Given request 1:
In the column on Round Valley High School's sports cuts, what share of a school's overall budget does high school sports usually cost?
Given request 2:
Reproduce the passage of the column on Round Valley High School's sports cuts between "The school board" and "the overall budget.", inclusive.
Given request 3:
Extend the column on Round Valley High School's sports cuts beyond its final sentence.

Text excerpt:
----------------------------------------
Round Valley Facing Life Without High School Sports


After watching 400-plus high school wrestlers, coaches, parents, fans and students come together Friday and Saturday to host and enjoy an overwhelmingly successful Payson Invitational tournament, it was obvious to this old coach, his wife and others what athletics mean in the lives of teenagers.

But the glee turned to gloom on Sunday morning as we sorted through a Valley area newspaper reading how our neighbors and friends in Eagar and Springerville are dismantling the Round Valley High School sports programs for the upcoming semester and next school year.

The school board cut sports as a budget cost saving move.

I don’t pretend to know about the financial situation in the Round Valley school district, but there must be a way for the school and community to fund the sports that have long played a crucial role in the ment of young people in the two neighboring towns.

To my way of thinking, high school sports are one of the best educational bargains around, costing usually about only 3 percent of the overall budget.

Also, football is a cash cow in prep sports, earning considerable funds from gate receipts especially in Round Valley where the ensphere is the only high school domed stadium in the United States.

Those of us who have grown up and coached in Arizona understand well that football is a way of life in Eagar and Springerville.
----------------------------------------
Data records:

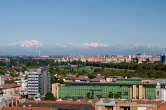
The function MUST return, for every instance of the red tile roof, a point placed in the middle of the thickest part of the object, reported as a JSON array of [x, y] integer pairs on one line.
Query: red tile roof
[[7, 86], [28, 108]]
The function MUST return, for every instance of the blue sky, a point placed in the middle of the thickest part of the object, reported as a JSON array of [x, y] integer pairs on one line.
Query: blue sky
[[84, 22]]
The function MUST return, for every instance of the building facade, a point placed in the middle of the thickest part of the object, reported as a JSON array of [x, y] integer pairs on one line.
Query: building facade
[[125, 88], [38, 83]]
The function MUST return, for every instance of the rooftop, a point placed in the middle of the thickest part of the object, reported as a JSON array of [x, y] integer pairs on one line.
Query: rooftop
[[7, 86]]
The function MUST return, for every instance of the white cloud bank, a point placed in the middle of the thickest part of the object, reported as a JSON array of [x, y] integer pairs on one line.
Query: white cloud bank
[[83, 45], [31, 43], [27, 43]]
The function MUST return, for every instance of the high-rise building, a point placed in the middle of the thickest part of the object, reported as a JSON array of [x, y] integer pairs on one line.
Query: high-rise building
[[2, 80], [38, 83], [163, 58]]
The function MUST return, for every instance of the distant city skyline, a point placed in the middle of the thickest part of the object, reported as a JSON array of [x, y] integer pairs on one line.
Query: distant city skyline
[[65, 25]]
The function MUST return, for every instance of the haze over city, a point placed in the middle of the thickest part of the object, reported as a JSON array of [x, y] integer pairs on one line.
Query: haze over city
[[84, 27]]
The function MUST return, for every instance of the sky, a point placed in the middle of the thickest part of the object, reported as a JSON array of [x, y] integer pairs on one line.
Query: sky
[[83, 23]]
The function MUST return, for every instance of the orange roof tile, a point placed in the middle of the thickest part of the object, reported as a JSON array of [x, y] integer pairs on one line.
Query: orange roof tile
[[28, 108], [59, 102]]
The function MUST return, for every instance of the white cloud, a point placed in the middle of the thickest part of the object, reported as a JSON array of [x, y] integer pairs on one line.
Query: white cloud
[[27, 43], [94, 44]]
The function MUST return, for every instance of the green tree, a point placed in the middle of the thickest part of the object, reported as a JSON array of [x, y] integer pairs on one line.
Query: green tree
[[117, 95]]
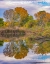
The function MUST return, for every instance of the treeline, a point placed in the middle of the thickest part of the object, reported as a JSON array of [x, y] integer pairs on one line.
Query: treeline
[[20, 17]]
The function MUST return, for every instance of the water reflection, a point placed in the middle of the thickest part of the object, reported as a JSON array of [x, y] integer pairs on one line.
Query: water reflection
[[19, 48]]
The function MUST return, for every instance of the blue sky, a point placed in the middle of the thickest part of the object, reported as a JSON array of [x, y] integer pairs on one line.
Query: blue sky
[[32, 6]]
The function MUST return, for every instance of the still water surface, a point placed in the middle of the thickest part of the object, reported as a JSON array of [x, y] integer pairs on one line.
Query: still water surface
[[25, 51]]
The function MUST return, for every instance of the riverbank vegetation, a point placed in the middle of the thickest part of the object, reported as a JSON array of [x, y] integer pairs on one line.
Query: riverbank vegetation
[[19, 18]]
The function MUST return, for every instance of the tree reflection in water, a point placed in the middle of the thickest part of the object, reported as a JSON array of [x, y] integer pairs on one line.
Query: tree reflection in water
[[42, 48], [17, 49]]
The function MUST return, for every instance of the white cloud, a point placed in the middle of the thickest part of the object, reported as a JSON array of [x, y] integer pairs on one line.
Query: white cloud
[[31, 6]]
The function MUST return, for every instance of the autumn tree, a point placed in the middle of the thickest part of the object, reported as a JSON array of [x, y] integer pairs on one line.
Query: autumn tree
[[1, 22], [30, 22], [22, 15], [10, 16], [42, 17]]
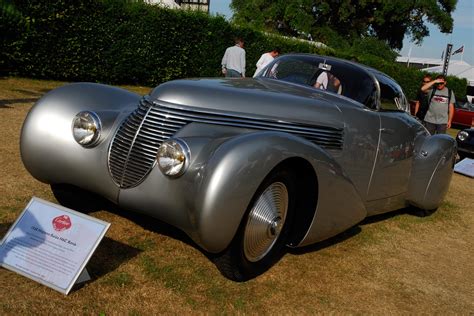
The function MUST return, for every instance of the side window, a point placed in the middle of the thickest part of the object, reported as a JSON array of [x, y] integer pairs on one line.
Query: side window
[[326, 80], [291, 70]]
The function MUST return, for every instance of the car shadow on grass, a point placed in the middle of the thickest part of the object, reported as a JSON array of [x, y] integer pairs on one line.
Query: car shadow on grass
[[355, 230]]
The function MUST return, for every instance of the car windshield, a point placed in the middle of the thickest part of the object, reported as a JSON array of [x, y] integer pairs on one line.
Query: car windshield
[[329, 74], [391, 94]]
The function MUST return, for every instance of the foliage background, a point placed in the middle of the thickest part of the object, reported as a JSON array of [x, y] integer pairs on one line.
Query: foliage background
[[129, 42]]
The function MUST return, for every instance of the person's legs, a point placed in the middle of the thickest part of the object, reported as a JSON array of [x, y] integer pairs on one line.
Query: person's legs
[[441, 128]]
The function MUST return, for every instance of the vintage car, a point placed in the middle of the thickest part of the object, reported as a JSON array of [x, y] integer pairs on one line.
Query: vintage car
[[245, 167], [463, 114], [465, 140]]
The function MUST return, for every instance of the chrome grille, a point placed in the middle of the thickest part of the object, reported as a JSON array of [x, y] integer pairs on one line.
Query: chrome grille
[[133, 150]]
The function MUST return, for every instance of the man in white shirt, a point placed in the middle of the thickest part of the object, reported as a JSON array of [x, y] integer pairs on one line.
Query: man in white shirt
[[233, 62], [265, 59]]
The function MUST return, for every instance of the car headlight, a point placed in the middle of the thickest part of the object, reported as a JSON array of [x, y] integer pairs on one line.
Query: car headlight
[[463, 135], [86, 128], [173, 157]]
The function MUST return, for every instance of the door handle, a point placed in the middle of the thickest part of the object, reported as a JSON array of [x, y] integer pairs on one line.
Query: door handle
[[387, 131]]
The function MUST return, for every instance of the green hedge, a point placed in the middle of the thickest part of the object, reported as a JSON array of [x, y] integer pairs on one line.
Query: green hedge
[[120, 41]]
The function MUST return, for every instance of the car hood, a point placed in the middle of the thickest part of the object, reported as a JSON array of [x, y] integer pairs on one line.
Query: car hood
[[271, 99]]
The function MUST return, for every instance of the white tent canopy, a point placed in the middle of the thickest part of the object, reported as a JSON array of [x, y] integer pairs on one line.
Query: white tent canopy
[[458, 69]]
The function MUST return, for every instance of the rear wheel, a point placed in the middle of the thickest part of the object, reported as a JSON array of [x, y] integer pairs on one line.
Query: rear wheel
[[263, 233]]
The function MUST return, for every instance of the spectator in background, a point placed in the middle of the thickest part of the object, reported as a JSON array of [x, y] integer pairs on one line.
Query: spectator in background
[[327, 81], [440, 106], [233, 62], [265, 59], [421, 105]]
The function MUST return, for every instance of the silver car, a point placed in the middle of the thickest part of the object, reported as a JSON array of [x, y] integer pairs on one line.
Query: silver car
[[245, 167]]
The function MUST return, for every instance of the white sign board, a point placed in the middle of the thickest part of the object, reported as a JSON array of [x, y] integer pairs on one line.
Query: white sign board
[[51, 244], [465, 167]]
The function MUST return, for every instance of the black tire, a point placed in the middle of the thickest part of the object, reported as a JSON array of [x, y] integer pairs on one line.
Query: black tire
[[77, 199], [251, 252]]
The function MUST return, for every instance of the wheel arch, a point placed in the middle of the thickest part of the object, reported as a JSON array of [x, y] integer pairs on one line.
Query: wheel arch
[[235, 171]]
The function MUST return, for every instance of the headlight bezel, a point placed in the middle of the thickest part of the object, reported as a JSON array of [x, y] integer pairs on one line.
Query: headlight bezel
[[179, 146], [95, 122], [463, 136]]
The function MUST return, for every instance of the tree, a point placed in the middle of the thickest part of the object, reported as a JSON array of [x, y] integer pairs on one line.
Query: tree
[[388, 20]]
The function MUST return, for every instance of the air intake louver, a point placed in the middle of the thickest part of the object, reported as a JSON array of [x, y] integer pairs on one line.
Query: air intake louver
[[133, 150]]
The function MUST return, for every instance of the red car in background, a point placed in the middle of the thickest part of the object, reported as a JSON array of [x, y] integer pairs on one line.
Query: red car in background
[[463, 114]]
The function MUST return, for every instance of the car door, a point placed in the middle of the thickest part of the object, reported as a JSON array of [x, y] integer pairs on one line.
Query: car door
[[396, 143]]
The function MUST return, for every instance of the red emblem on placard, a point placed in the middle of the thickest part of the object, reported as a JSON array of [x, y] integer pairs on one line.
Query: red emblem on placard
[[61, 223]]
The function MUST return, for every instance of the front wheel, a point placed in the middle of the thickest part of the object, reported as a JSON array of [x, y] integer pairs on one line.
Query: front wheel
[[263, 233]]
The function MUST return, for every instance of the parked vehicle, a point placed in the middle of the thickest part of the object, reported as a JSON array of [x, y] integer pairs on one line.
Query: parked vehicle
[[465, 141], [463, 114], [245, 167]]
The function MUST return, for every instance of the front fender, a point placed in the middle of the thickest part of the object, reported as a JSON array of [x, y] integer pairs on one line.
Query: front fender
[[236, 169], [48, 149], [432, 171]]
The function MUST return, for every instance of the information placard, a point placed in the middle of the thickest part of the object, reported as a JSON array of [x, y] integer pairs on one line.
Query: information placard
[[51, 244], [465, 167]]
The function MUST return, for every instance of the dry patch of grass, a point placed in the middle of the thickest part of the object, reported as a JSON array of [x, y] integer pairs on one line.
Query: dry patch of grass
[[396, 263]]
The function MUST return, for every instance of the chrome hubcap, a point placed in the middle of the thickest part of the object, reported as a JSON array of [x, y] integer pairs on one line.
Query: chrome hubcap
[[265, 221]]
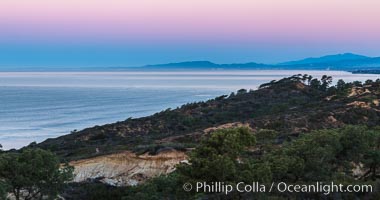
----------------------------------------
Task result 1:
Usually only about 3 percent.

Task result 2:
The school board cut sports as a budget cost saving move.

I don’t pretend to know about the financial situation in the Round Valley school district, but there must be a way for the school and community to fund the sports that have long played a crucial role in the ment of young people in the two neighboring towns.

To my way of thinking, high school sports are one of the best educational bargains around, costing usually about only 3 percent of the overall budget.

Task result 3:
In the Elks’ glory days of the late 1970s and early ’80s, coach Tot Workman led RV to some of the school’s most successful seasons.

And almost everywhere the team went, townspeople followed to lend their unbridled support.

As a coach at an opposing school, I remember marveling at the loyalty the fans showed the players, coaches, program and each other.

The Elks also produced some of the state’s finest football players in Tim Landers (Arizona State University), Mark Gastineau (Oklahoma; New York Jets), Dustin Johnson (BYU; Jets, Seattle Seahawks), Jason Davis (Southwest Missouri; Oakland Raiders), Buster Madriaga (St. Louis Rams) and Mike Keim (BYU; New Orleans Saints).

A recent study done for the National Federal of State High School Associations reveals sports activities play a huge role in the successful development of young people by supporting the academic mission of schools.

The study showed student athletes tend to have higher grade point averages, better attendance records, fewer dropouts and fewer discipline problems than non-participating students.

The study also revealed that through participation, students learn teamwork, sportsmanship, rewards of hard work, self-discipline, self-confidence and develop skills to handle competitive situations.

Participation in high school extracurricular activities, the study revealed, is often a predictor of success later in life.

By a 2-to-1 ratio, boys who participate in high school sports do better in school than those who do not. Student athletes drop out at lower rates and have a better chance to get through college, studies show.

A 1987 study of individuals at the executive vice president level or above in 75 Fortune 500 companies indicated 95 percent of the executives had participated in sports during high school.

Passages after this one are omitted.